▶ BRIEF:
Write out all of the entries exactly as given.

▶ RECORDS SHOWN:
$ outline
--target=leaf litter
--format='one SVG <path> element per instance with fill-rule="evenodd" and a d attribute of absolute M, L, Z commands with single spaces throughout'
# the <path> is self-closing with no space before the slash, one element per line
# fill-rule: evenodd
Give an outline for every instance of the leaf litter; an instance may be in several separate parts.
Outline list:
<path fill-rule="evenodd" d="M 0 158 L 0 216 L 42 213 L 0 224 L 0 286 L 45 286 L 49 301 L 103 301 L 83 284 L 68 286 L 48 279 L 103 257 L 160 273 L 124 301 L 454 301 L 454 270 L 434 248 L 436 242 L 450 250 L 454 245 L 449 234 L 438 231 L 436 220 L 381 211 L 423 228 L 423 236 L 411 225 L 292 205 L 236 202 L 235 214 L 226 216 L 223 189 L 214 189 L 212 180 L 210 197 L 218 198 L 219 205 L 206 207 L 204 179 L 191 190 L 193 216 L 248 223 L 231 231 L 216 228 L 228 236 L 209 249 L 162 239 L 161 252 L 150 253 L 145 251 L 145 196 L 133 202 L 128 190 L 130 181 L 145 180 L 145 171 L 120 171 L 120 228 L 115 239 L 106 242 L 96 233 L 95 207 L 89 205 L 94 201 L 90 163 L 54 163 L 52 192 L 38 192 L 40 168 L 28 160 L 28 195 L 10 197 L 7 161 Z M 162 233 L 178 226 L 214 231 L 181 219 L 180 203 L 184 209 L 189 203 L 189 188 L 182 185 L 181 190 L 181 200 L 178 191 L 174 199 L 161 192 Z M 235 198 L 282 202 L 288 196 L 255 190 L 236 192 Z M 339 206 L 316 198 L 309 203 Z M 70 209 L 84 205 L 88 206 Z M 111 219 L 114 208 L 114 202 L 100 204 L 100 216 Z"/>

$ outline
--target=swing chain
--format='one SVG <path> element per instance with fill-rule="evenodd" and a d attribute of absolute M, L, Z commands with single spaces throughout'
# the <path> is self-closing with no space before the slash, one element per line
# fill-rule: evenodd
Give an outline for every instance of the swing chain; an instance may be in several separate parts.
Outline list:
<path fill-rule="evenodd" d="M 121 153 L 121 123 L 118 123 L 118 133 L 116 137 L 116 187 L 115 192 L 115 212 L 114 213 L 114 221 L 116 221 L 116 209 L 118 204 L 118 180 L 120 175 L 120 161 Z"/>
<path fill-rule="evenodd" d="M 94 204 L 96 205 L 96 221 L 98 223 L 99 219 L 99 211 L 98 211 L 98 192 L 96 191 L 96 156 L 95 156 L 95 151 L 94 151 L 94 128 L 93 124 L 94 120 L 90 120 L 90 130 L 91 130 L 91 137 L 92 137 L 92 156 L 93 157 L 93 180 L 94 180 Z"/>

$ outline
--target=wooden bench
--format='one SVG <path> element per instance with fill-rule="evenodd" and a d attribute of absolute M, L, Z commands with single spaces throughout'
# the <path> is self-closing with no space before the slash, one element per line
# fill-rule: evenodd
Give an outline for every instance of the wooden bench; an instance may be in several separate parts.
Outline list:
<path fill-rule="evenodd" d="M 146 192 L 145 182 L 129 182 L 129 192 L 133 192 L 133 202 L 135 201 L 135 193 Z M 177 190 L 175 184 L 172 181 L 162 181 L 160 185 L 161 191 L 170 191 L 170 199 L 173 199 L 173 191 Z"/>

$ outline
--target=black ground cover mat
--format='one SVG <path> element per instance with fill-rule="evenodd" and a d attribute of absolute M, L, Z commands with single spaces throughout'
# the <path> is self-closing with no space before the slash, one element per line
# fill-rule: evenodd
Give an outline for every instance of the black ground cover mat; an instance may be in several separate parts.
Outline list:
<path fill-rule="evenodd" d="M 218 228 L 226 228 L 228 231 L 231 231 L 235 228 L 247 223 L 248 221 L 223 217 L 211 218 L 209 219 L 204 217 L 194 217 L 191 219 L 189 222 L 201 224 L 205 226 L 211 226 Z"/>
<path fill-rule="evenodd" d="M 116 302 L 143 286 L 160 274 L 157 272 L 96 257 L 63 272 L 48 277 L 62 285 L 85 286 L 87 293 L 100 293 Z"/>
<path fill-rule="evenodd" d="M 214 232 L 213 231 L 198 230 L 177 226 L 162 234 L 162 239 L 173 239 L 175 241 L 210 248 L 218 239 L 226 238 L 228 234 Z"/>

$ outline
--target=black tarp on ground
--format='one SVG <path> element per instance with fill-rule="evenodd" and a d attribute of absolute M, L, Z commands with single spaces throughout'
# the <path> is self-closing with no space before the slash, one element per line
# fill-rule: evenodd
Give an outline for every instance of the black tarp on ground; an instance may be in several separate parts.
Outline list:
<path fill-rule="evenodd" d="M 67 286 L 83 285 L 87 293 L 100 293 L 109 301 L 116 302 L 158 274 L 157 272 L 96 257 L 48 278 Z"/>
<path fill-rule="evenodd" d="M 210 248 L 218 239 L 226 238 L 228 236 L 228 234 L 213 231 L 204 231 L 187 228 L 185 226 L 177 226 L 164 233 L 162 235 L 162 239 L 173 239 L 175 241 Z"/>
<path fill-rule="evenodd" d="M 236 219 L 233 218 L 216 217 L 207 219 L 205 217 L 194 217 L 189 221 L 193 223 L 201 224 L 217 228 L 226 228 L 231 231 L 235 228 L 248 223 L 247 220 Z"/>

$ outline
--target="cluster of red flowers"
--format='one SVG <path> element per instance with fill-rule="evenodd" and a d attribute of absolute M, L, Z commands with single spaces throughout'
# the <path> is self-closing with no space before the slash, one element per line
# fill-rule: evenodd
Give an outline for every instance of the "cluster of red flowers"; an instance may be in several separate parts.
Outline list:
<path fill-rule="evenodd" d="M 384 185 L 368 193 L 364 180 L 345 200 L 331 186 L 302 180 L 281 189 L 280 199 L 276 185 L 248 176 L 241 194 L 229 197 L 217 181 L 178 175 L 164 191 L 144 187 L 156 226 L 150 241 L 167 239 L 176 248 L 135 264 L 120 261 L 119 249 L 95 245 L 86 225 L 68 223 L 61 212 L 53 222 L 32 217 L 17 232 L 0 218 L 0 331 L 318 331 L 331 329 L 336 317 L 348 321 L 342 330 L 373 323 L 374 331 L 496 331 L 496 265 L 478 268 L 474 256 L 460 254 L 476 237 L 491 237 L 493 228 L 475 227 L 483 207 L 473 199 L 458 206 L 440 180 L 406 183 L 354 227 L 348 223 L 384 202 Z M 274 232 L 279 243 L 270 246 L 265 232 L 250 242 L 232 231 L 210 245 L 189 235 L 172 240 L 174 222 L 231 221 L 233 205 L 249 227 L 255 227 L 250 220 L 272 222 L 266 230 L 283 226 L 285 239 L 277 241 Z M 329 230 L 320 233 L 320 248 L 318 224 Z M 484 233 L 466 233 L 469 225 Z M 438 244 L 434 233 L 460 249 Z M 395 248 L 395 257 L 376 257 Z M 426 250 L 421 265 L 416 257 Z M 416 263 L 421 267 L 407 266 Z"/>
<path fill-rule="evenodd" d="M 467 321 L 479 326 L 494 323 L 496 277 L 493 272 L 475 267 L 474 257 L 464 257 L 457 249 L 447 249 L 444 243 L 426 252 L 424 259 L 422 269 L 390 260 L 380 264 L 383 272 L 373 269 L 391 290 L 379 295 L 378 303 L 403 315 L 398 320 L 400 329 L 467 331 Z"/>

▶ WRITTEN REPLY:
$ outline
--target=leaf litter
--format='one SVG <path> element per instance with fill-rule="evenodd" and a d attribute of absolute M, L, Z commands with single spaces throughout'
# the <path> is self-closing with no space before the slash, one element per line
# fill-rule: evenodd
Give an outline for every instance of the leaf litter; an instance may be in several separate parts.
Outline list:
<path fill-rule="evenodd" d="M 0 158 L 0 216 L 42 213 L 0 224 L 0 286 L 45 286 L 49 301 L 103 301 L 83 284 L 68 286 L 48 279 L 103 257 L 160 273 L 124 301 L 454 301 L 454 270 L 434 248 L 436 242 L 450 250 L 454 245 L 449 234 L 438 231 L 436 220 L 381 211 L 423 228 L 423 236 L 411 225 L 292 205 L 236 202 L 235 214 L 226 216 L 223 189 L 214 189 L 212 180 L 210 197 L 218 198 L 219 205 L 206 207 L 204 179 L 191 190 L 193 216 L 248 223 L 231 231 L 216 228 L 228 236 L 209 249 L 162 239 L 161 252 L 150 253 L 145 251 L 145 196 L 133 202 L 128 190 L 130 181 L 145 180 L 145 171 L 120 171 L 120 228 L 115 239 L 106 242 L 96 233 L 95 207 L 89 205 L 94 201 L 90 163 L 54 163 L 52 192 L 38 192 L 40 168 L 28 160 L 28 195 L 10 197 L 7 161 Z M 162 233 L 178 226 L 214 231 L 181 219 L 180 203 L 184 209 L 189 203 L 189 188 L 182 185 L 181 190 L 181 200 L 178 191 L 174 199 L 161 192 Z M 235 198 L 282 202 L 288 196 L 255 190 L 236 192 Z M 339 206 L 316 198 L 309 203 Z M 70 209 L 84 205 L 88 206 Z M 111 219 L 114 208 L 114 202 L 100 204 L 100 216 Z"/>

$ outline
--target=swing chain
--format='one SVG <path> element per instance with fill-rule="evenodd" and a d attribute of absolute M, L, Z commands with single spaces throughout'
# the <path> is self-closing with no space before the slash, one element per line
# fill-rule: evenodd
Give an outline for every instance of the swing chain; an instance may be in several separate parts.
Outline list:
<path fill-rule="evenodd" d="M 121 153 L 121 123 L 118 123 L 118 133 L 116 137 L 116 187 L 115 192 L 115 212 L 114 213 L 114 221 L 116 221 L 116 209 L 118 204 L 118 180 L 120 175 L 120 161 Z"/>
<path fill-rule="evenodd" d="M 94 204 L 96 205 L 96 221 L 98 223 L 99 219 L 99 211 L 98 211 L 98 192 L 96 191 L 96 156 L 95 156 L 95 151 L 94 151 L 94 128 L 93 124 L 94 120 L 90 120 L 90 130 L 91 130 L 91 137 L 92 137 L 92 156 L 93 157 L 93 180 L 94 180 Z"/>

$ outline
--target=wooden bench
--format='one SVG <path> element per instance with fill-rule="evenodd" and a d attribute of absolute M, L, Z commands with single spaces throughout'
# the <path> is self-closing with no space before the slash, one element per line
# fill-rule: evenodd
Give an outline for every instance of the wooden bench; an instance may be in several separate parts.
Outline list:
<path fill-rule="evenodd" d="M 146 192 L 145 182 L 129 182 L 129 192 L 133 192 L 133 202 L 135 201 L 135 193 Z M 177 190 L 175 184 L 172 181 L 162 181 L 160 185 L 161 191 L 170 191 L 170 199 L 173 199 L 173 191 Z"/>

$ outline
--target=black ground cover mat
--format='one SVG <path> element per instance with fill-rule="evenodd" and a d attribute of absolute M, L, Z commands with single spaces throughout'
# the <path> is self-closing with no space before the slash, one element per line
# fill-rule: evenodd
Give an outline for every instance of the black ground cover mat; an instance may be in several separate parts.
Outline list:
<path fill-rule="evenodd" d="M 218 228 L 226 228 L 228 231 L 231 231 L 235 228 L 247 223 L 248 221 L 223 217 L 211 218 L 209 219 L 204 217 L 194 217 L 191 219 L 189 222 L 201 224 L 205 226 L 211 226 Z"/>
<path fill-rule="evenodd" d="M 116 302 L 143 286 L 160 274 L 157 272 L 96 257 L 63 272 L 48 277 L 62 285 L 85 286 L 87 293 L 100 293 Z"/>
<path fill-rule="evenodd" d="M 214 232 L 213 231 L 198 230 L 177 226 L 162 234 L 162 239 L 173 239 L 175 241 L 210 248 L 218 239 L 226 238 L 228 234 Z"/>

$ outline
--target=black tarp on ground
--format='one SVG <path> element per instance with fill-rule="evenodd" and a d attribute of absolute M, L, Z commands with single spaces throughout'
# the <path> is self-closing with no space before the slash, one element per line
# fill-rule: evenodd
Give an outline for every instance of the black tarp on ground; an instance may be in several separate parts.
Outline list:
<path fill-rule="evenodd" d="M 67 286 L 83 285 L 87 293 L 100 293 L 109 301 L 116 302 L 158 274 L 157 272 L 96 257 L 48 278 Z"/>
<path fill-rule="evenodd" d="M 210 248 L 218 239 L 226 238 L 228 236 L 228 234 L 213 231 L 204 231 L 187 228 L 185 226 L 177 226 L 164 233 L 162 235 L 162 239 L 173 239 L 175 241 Z"/>
<path fill-rule="evenodd" d="M 236 219 L 233 218 L 216 217 L 207 219 L 205 217 L 194 217 L 189 221 L 193 223 L 201 224 L 217 228 L 226 228 L 231 231 L 235 228 L 248 223 L 247 220 Z"/>

$ outline
--target="cluster of red flowers"
--format='one SVG <path> element per instance with fill-rule="evenodd" and a d attribute of absolute M, L, Z commands with single spaces throughout'
# the <path> is self-closing with no space before the slash, one element per line
# fill-rule: evenodd
Give an outline for every instance of the "cluster of red flowers"; an instance may be in several separate parts.
Outline list:
<path fill-rule="evenodd" d="M 384 185 L 368 193 L 364 180 L 345 200 L 331 186 L 302 180 L 281 189 L 280 199 L 276 185 L 248 176 L 241 194 L 229 197 L 217 181 L 178 175 L 164 191 L 144 187 L 156 226 L 150 241 L 167 239 L 176 248 L 135 264 L 120 261 L 119 249 L 95 245 L 86 225 L 68 223 L 61 212 L 53 222 L 32 217 L 17 232 L 0 218 L 0 331 L 318 331 L 331 329 L 336 317 L 348 321 L 342 330 L 373 323 L 374 331 L 496 331 L 496 265 L 478 268 L 474 256 L 460 254 L 476 237 L 491 237 L 493 228 L 475 227 L 483 207 L 473 199 L 458 206 L 440 180 L 406 183 L 354 227 L 348 223 L 384 202 Z M 274 232 L 279 243 L 270 246 L 265 232 L 250 242 L 232 231 L 210 245 L 189 235 L 172 240 L 174 222 L 231 221 L 233 205 L 249 227 L 255 227 L 250 220 L 272 222 L 266 230 L 283 226 L 285 239 L 277 241 Z M 329 230 L 320 233 L 320 248 L 318 224 Z M 484 233 L 466 233 L 469 225 Z M 438 244 L 434 233 L 460 249 Z M 395 248 L 395 257 L 376 257 Z M 426 250 L 421 265 L 416 257 Z M 416 263 L 421 267 L 407 266 Z"/>
<path fill-rule="evenodd" d="M 467 321 L 479 326 L 494 323 L 496 277 L 493 272 L 475 267 L 474 257 L 464 257 L 457 249 L 447 249 L 444 243 L 426 252 L 424 259 L 422 269 L 390 260 L 380 264 L 383 272 L 373 269 L 391 290 L 379 295 L 378 303 L 403 315 L 398 320 L 400 329 L 467 331 Z"/>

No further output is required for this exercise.